* **TASK OBJECTIVE**
How many lines in the rows below contain the word "foam"? Give only the number.

Records from a point labeling set
::::::::::

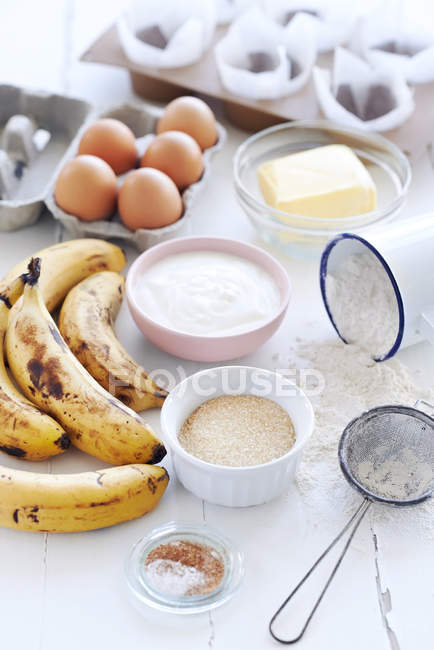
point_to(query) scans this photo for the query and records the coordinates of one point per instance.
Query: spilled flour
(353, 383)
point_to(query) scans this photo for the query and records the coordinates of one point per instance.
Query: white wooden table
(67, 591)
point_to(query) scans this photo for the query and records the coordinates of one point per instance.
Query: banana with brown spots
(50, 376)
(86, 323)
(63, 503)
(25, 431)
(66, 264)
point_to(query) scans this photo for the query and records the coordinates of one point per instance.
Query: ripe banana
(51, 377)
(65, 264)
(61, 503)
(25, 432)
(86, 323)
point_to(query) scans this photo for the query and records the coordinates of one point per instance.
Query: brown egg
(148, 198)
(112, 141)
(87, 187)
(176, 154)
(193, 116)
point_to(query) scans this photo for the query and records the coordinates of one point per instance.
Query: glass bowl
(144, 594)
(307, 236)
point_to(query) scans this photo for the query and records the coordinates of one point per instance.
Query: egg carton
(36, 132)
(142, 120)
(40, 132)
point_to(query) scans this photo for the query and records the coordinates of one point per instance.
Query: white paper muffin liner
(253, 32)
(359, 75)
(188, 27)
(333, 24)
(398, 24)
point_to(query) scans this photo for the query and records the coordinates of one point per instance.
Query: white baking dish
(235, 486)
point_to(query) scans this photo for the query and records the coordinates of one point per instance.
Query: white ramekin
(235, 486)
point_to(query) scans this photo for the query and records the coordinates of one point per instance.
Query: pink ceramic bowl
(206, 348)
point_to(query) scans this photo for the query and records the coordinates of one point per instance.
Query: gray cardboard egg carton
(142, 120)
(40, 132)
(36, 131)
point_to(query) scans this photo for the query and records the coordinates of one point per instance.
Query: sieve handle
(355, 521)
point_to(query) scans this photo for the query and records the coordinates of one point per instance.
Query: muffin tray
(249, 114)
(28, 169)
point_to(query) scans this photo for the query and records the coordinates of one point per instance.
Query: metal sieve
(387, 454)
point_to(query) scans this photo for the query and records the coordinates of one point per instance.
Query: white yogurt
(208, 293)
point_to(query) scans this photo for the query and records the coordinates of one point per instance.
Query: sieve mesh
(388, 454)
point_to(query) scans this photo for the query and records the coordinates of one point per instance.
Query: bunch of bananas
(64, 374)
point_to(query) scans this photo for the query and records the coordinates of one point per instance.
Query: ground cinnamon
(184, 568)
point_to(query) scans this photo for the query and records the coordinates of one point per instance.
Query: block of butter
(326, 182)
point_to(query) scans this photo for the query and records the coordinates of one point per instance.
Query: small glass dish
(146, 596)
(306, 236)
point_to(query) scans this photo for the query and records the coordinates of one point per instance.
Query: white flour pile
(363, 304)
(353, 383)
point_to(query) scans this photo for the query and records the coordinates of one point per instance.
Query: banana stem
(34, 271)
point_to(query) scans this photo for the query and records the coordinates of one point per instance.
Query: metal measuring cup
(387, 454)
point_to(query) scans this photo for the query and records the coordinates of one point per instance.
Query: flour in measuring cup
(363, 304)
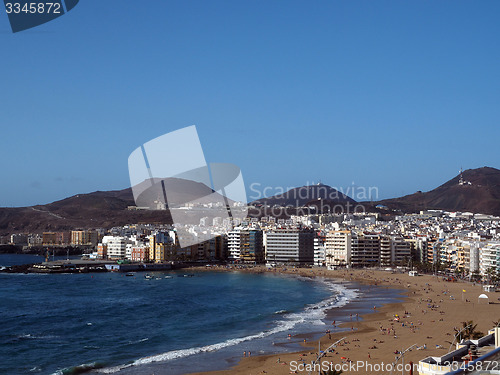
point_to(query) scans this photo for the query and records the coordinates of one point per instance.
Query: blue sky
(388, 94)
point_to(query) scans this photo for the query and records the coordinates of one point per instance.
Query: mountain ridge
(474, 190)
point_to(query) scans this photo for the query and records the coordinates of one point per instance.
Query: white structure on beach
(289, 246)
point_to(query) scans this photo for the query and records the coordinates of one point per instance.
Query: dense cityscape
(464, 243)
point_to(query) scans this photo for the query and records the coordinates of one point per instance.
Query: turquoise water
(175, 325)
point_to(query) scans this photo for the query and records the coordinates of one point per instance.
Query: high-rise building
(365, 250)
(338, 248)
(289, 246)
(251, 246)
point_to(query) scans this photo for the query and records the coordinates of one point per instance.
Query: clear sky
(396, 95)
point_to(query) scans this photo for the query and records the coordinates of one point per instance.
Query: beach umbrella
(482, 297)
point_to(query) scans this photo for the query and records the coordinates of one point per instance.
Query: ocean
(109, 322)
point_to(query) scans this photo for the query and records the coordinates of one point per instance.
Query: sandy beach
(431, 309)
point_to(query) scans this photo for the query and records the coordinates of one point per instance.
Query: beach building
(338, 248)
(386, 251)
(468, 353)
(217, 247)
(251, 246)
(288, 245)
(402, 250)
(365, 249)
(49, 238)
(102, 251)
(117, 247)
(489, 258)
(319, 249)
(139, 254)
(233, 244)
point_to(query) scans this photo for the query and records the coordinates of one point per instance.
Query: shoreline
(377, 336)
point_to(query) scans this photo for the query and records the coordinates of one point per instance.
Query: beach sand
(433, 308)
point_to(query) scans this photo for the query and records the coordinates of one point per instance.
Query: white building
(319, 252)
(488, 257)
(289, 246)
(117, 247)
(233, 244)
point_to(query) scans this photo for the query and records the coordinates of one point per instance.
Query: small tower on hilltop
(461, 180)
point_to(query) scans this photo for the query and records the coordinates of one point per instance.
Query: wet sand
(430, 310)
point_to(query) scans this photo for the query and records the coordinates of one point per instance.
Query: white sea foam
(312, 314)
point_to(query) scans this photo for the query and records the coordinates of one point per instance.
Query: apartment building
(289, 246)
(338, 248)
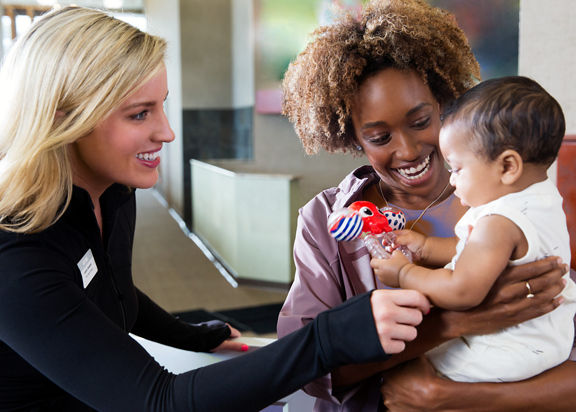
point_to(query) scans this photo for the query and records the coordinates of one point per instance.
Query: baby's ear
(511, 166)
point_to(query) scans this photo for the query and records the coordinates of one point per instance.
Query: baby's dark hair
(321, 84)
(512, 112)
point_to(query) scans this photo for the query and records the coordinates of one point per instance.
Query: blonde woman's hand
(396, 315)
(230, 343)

::::::::::

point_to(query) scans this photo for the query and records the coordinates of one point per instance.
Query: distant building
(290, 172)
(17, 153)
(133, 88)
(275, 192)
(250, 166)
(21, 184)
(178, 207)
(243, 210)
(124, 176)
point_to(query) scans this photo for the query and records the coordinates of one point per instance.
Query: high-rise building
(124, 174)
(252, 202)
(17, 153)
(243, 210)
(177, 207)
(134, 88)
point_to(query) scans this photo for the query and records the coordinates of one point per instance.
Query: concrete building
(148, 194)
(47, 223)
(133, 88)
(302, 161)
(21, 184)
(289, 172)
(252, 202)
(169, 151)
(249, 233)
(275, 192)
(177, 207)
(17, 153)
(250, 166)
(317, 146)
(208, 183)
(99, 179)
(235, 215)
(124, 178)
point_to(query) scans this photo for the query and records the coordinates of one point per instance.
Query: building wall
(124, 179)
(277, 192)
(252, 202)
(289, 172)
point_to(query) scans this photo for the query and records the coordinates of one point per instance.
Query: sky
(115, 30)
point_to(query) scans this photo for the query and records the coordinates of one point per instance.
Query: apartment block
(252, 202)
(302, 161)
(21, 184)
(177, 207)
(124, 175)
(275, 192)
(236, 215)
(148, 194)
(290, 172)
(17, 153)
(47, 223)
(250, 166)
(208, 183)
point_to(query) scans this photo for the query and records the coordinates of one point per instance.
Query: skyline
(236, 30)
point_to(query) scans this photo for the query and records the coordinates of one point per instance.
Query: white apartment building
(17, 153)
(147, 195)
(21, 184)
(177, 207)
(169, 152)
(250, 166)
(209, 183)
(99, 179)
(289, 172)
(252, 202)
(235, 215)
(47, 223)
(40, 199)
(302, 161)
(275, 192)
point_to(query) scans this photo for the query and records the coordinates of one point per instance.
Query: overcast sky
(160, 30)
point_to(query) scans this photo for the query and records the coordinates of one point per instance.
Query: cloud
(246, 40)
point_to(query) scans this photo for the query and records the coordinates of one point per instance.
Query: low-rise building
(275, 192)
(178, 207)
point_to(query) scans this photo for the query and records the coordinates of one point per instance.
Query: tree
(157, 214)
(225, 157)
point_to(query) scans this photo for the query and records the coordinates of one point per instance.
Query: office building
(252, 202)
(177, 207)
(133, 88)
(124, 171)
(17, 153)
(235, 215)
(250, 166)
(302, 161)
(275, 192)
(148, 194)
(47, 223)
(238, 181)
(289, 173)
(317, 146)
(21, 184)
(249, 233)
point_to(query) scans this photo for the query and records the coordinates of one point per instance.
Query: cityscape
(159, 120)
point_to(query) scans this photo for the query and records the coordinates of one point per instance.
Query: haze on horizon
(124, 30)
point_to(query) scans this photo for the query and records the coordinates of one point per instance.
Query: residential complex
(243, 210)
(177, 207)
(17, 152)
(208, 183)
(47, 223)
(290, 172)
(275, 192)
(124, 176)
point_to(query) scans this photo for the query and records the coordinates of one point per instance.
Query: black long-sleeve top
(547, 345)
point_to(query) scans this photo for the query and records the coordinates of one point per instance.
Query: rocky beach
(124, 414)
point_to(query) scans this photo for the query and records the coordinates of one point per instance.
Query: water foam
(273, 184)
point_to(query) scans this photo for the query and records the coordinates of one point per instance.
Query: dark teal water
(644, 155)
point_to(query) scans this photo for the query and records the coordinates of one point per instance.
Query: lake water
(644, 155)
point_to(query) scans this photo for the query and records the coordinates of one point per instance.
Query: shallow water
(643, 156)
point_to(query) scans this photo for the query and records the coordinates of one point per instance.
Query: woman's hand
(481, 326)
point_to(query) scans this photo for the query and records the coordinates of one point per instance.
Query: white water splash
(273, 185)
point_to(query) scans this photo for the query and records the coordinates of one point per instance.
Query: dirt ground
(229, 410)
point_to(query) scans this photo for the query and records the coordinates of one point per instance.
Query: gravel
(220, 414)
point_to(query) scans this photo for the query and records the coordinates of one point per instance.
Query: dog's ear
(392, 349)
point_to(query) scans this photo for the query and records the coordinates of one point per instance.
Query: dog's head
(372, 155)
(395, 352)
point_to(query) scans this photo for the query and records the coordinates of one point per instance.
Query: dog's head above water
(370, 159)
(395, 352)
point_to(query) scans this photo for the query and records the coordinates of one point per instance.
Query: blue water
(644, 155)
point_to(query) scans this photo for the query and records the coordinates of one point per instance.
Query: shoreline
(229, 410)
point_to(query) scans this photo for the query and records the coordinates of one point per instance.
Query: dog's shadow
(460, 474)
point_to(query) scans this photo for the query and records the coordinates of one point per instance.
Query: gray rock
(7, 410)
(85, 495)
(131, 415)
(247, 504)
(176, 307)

::::::::::

* **EXERCISE ANSWER**
2